# Excerpt to read start

The pollutant load from Daejeon WWTP and the urban area just before the WWTP discharge location were compared, as shown in Fig. 8. In WWTP discharge, a relatively higher concentration of TN and NO3 was found. It seems PC1 groups reflect discharges from WWTP. The increased TN concentration at WQ2 station might be the pollutant load coming from the WWTP.
On the other hand, PC2 of Gab-cheon explains 25.5% of the variance with positive loading of TSS, TOC, chemical oxygen demand (COD), biochemical oxygen demand (BOD), and TP (Fig. 8). In this group, all the variables have a positive correlation to each other. Pollutant indicators, BOD, COD, and TOC are correlated together as they indicate organic matter content in the river. Organic pollutants are originated from anthropogenic activities, especially from combined sewer overflows in the case of urban areas. This organic pollutant affects aquatic organisms by lowering oxygen. Consequently, the WQ2 station downstream of Gab-cheon, recorded a decrease in the availability of dissolved oxygen. At the same time, TP and TSS show a positive correlation due to the characteristic behavior of TP to be adsorbed in sediments (Kim et al., 2021). As TSS wash off to the rivers due to runoff, the concentration of TP also increases. In Korea, the summer monsoon is the primary driver of TP and suspended solids due to intense precipitation and runoff behavior (Jones et al., 2009; Lee et al., 2015). In Gab-cheon watershed, the urban area covers 18.2% of the land cover, as shown in Table 1. It seems organic pollutants, suspended solids, and TP mostly originated from urban area of Daejeon, with 1.5 million residents. The last component, PC3, explains 13.5% of variance containing Temp, Chl-a, and pH with a positive loading and ammonia (NH4) with negative loading. As Chl-a is a pigment for the photosynthesis of algae, the increase in light intensity and temp will accelerate the photosynthesis activity, which leads to an increase in algal growth (Chl-a). At the same time, algae thrive when a high pH is maintained in the water. Owing to this, the chl-a concentration started to accelerate in the downstream. Furthermore, the warmer the temperature, the greater the algal growth. In addition, pH and Temp have a positive correlation. Lime-containing fertilizers might induce the increased pH in the high flow season washed off from agricultural land. Therefore, this factor might represent pollutants from agricultural land. Therefore, it is estimated that PC1, PC2, and PC3 in Gab-cheon can be related to Daejeon WWTP, urban and agricultural sources, respectively.

# Excerpt to read end
# Records start

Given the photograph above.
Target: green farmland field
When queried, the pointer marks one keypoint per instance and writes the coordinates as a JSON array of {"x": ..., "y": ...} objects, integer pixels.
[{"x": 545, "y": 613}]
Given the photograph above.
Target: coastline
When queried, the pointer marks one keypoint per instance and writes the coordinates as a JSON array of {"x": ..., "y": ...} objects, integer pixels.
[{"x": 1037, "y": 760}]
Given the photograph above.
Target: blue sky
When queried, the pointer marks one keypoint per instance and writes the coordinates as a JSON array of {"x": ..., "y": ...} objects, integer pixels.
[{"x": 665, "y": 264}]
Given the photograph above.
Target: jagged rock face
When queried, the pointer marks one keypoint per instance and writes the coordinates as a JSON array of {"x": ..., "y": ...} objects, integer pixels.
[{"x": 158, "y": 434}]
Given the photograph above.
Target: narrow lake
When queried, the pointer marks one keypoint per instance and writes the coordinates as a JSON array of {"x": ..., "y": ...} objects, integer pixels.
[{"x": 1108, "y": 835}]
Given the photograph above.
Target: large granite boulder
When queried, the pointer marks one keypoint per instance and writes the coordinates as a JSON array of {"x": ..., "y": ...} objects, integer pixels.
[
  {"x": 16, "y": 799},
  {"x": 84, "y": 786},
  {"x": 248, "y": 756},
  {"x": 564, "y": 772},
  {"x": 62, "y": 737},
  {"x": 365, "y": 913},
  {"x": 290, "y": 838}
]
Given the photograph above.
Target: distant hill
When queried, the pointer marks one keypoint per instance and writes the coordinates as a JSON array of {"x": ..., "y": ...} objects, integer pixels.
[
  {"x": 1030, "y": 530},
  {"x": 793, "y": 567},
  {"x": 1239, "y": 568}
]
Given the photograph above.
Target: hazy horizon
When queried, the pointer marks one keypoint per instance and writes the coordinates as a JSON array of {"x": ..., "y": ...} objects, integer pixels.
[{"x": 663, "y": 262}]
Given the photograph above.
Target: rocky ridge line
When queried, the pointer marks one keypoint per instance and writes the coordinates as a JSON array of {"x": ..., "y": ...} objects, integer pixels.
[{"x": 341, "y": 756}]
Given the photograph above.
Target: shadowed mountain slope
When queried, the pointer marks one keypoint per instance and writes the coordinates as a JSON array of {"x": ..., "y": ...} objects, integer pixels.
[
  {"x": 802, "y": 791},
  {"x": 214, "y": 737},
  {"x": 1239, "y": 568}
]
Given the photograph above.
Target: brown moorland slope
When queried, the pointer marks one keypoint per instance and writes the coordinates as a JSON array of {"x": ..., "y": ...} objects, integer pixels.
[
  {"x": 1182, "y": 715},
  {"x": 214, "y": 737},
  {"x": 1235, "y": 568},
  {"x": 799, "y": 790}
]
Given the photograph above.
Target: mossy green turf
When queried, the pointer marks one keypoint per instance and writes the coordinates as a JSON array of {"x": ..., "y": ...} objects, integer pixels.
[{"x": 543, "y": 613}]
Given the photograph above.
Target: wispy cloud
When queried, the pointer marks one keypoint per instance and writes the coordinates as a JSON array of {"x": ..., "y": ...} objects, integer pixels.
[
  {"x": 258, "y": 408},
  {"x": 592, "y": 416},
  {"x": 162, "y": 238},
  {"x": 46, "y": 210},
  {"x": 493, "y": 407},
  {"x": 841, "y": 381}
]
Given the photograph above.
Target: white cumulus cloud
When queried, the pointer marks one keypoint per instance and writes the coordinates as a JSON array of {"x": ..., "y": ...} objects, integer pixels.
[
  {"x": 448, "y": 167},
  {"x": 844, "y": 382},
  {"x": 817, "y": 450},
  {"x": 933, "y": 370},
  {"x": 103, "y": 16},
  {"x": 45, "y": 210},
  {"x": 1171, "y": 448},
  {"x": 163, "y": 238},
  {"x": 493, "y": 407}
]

# Records end

Required actions
1. Do these statements agree with the Gab-cheon passage? For each, answer yes or no and quote the words that decide it. (a) PC2 of Gab-cheon accounts for 25.5% of the variance. (b) Urban area makes up a quarter of the land cover in the Gab-cheon watershed. (c) Ammonia loads positively on PC3.
2. Return the part of the Gab-cheon passage starting with "The pollutant load from" and going on through "from the WWTP.", word for word.
3. Could you resume the Gab-cheon passage from where it stops?
You won't need the lines for any of this.

Responses for each task
1.
(a) Yes: "PC2 of Gab-cheon explains 25.5% of the variance"
(b) No: "the urban area covers 18.2% of the land cover"
(c) No: "ammonia (NH4) with negative loading"

2.
The pollutant load from Daejeon WWTP and the urban area just before the WWTP discharge location were compared, as shown in Fig. 8. In WWTP discharge, a relatively higher concentration of TN and NO3 was found. It seems PC1 groups reflect discharges from WWTP. The increased TN concentration at WQ2 station might be the pollutant load coming from the WWTP.

3.
Table 1.
Land cover area distributions for Gab-cheon basin and Miho- cheon basin
3.4.2 Principal component analysis for Miho-cheon
The PCA was performed in Miho-cheon to comprehend the underlying relationship between the water quality variables and identify their characteristics. For Miho-cheon, the principal component explains 81.9% of the total variance. COD, BOD, TOC, pH, and Chl-a are loaded in PC1, which explains 46.6% of the variance, as shown in Fig. 10. The organic pollutant indicators are grouped together. PC1 in Miho-cheon is similar to PC2 of Gab-cheon. In this factor, urban pollution coming from Cheongju city, where more than 0.8 million people lives, might be the source of pollution. Due to this, organic carbon concentration at WQ3 station shows the worst quality. In South Korea, 81.4% of the population lives in in urban areas, which makes organic pollutants rise, leading to severe surface water pollution. PC2 explains 23.1% of the variance with a positive loading of TN, NH4, NO3, EC, and DO and with a negative loading of Temp. The nitrogen components, EC and DO, has a positive correlation. Nitrogen-containing fertilizers and pesticides, which are widely used for agricultural practice in the nearby river, can be contributing to this pollution factor. These factors might contribute from agricultural pollution. In the Miho watershed, the agricultural area is the second largest land use group after the forest area. This pollution source is responsible for the increase of TN at WQ3. In addition, the pollutant load from the agricultural site is compared to urban land, as shown in Fig. 11. The result showed that a high pollutant load of nitrogen components is coming from the agricultural land. PC3 explains 12.1% of the variance with a positive loading of Flow, TSS, and TP. In this component, the summer monsoon significantly affects delivering suspended solids due to runoff (Jones et al., 2009). At the same time, the concentration of TP has increased due to its adsorption behavior to sediments in surface runoffs from agricultural, urban, and forest areas. Therefore, it is estimated that PC1, PC2, and PC3 in Miho-cheon can be related to agricultural, urban, and forest sources, respectively.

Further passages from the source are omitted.